Ihre Aufgabe —
Ersetzen Sie in den Zeilen von derjenigen mit „Where can the player's neck“ bis zum Ende der Rohdaten, beide einschließlich, „photo“ durch „image“, und geben Sie nur diese Zeilen sonst unverändert wieder.

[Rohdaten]

::::

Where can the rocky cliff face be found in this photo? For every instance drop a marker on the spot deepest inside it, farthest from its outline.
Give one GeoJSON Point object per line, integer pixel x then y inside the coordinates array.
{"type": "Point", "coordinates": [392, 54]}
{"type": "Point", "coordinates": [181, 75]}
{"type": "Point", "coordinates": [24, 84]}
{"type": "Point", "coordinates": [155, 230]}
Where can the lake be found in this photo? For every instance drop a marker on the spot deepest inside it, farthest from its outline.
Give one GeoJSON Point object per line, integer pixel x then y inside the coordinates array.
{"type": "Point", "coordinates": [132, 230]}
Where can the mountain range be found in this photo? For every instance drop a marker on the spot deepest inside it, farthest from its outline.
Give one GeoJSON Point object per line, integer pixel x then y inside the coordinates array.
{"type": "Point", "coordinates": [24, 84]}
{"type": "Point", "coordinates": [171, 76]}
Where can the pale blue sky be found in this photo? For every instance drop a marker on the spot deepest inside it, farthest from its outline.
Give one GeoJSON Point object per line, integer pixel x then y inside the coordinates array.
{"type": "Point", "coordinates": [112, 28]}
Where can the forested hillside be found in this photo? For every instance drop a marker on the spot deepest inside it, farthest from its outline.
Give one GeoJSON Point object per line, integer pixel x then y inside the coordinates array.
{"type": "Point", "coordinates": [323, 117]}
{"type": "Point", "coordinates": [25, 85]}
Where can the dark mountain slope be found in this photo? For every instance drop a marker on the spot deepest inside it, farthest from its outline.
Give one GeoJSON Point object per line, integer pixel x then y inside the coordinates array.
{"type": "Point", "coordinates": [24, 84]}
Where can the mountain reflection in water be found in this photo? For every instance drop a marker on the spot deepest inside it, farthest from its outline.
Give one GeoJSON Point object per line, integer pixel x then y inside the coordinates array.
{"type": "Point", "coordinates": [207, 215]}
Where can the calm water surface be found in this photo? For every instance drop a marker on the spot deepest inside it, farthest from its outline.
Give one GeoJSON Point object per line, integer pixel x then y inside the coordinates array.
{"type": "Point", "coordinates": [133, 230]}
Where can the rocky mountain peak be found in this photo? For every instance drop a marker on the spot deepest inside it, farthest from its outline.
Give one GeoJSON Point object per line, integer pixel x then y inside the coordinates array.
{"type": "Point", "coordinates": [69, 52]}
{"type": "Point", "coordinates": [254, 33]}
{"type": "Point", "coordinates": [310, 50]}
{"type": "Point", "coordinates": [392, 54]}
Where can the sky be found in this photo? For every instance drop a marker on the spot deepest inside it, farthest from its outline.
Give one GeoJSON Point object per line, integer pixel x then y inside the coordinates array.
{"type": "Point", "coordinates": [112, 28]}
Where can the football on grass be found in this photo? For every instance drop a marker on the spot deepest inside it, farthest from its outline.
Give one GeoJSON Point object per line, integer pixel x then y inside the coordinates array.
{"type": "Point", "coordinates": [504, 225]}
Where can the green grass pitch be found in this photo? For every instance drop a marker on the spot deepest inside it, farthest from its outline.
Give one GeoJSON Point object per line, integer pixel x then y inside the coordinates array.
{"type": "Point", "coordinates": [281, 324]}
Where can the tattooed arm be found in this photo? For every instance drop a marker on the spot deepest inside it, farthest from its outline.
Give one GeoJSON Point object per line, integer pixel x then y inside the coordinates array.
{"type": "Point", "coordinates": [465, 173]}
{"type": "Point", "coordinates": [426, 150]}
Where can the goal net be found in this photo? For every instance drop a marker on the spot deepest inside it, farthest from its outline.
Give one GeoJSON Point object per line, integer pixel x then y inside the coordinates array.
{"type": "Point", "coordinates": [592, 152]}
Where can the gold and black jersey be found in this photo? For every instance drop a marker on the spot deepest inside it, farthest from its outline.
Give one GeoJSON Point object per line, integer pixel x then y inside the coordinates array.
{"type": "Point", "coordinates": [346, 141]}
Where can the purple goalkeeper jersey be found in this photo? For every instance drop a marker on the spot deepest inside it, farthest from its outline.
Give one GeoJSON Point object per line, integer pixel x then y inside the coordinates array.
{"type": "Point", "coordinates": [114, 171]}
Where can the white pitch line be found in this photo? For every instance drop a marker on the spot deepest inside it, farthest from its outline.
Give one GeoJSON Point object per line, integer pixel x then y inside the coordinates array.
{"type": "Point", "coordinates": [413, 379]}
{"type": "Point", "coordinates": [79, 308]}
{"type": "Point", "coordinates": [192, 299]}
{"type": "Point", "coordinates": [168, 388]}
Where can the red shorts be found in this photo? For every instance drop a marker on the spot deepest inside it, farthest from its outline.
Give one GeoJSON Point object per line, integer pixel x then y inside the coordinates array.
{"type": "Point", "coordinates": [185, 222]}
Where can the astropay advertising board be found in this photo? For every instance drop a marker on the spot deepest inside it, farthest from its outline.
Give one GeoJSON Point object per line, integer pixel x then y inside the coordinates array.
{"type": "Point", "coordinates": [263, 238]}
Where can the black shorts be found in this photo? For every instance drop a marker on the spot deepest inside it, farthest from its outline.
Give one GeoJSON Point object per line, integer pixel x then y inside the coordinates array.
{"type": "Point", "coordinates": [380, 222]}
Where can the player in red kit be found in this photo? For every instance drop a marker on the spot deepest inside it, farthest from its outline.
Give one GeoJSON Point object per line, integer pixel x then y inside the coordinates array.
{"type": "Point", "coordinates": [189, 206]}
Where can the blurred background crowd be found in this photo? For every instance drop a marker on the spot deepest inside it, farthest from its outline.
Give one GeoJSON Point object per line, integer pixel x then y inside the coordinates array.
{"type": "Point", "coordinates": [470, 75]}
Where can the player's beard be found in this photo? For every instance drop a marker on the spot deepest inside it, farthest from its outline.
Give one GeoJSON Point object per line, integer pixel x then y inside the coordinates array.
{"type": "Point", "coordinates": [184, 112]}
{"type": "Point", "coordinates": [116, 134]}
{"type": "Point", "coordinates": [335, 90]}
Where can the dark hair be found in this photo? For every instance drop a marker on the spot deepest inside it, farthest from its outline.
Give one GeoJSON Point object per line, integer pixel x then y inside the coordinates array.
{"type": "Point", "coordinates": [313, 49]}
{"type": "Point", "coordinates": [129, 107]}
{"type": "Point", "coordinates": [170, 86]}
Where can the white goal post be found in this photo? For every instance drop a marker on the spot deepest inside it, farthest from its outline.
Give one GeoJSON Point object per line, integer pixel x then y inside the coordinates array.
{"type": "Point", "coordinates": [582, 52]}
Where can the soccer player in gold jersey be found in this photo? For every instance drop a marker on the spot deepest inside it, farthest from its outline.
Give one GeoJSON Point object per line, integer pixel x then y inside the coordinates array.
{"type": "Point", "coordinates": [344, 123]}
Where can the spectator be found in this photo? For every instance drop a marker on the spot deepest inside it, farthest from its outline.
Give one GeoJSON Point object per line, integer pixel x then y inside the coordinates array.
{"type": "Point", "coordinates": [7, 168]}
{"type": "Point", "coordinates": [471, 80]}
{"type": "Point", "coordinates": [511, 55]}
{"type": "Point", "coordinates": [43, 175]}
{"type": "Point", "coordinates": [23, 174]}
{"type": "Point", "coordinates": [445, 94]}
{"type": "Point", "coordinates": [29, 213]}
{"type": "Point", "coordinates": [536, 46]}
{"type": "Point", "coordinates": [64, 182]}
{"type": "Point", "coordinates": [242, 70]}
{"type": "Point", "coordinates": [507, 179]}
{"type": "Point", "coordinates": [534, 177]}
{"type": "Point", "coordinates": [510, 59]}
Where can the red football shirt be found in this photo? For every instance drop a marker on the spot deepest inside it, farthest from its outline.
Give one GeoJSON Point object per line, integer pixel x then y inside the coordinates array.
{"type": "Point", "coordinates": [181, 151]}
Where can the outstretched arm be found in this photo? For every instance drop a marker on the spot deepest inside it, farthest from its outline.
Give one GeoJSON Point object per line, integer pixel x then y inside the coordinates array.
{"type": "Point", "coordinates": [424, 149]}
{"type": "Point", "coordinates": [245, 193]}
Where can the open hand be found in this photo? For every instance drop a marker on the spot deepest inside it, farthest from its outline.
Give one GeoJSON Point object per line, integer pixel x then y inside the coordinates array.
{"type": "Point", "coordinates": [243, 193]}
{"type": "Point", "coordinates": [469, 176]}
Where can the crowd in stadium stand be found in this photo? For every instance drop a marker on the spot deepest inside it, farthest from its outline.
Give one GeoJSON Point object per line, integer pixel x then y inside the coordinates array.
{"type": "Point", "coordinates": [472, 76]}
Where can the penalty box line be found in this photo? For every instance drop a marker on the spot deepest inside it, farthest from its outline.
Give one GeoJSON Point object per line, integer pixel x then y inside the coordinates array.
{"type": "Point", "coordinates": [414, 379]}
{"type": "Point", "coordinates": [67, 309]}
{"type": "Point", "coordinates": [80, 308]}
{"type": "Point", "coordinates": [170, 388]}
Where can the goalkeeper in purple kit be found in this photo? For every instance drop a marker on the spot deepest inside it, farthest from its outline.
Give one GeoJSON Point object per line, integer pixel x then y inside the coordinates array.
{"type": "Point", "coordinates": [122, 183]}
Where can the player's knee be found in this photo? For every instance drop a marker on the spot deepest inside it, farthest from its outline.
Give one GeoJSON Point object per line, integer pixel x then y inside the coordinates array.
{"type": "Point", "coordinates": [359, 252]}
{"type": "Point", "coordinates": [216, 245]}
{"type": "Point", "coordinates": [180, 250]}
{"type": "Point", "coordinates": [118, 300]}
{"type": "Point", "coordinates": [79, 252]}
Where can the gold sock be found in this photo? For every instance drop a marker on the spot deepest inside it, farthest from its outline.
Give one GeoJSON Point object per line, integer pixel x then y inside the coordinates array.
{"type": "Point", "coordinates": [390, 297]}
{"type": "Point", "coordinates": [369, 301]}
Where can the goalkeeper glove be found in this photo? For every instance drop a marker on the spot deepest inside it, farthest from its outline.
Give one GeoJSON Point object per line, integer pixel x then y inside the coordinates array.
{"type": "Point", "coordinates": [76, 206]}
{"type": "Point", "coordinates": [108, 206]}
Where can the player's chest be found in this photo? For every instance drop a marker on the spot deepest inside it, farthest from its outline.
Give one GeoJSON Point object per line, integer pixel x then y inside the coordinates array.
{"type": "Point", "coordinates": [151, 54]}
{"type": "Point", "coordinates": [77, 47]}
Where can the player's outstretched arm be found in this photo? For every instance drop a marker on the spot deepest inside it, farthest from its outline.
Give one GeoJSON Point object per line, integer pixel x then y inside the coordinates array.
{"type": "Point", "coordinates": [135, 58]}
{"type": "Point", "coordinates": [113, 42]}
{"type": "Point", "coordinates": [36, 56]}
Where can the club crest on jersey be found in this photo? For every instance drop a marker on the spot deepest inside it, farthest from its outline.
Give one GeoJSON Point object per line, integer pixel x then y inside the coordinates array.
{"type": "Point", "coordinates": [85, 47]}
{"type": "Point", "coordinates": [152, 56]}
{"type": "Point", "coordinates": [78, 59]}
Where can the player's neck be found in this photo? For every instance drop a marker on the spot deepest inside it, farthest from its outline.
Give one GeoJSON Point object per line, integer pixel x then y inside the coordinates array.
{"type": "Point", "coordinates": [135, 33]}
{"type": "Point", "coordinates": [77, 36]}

::::

Ergebnis der Aufgabe —
Where can the player's neck be found in this image? For every instance drop a marker on the spot deepest inside it, farthest from its outline.
Give one GeoJSON Point object per line, integer pixel x then y inside the coordinates array.
{"type": "Point", "coordinates": [135, 33]}
{"type": "Point", "coordinates": [77, 36]}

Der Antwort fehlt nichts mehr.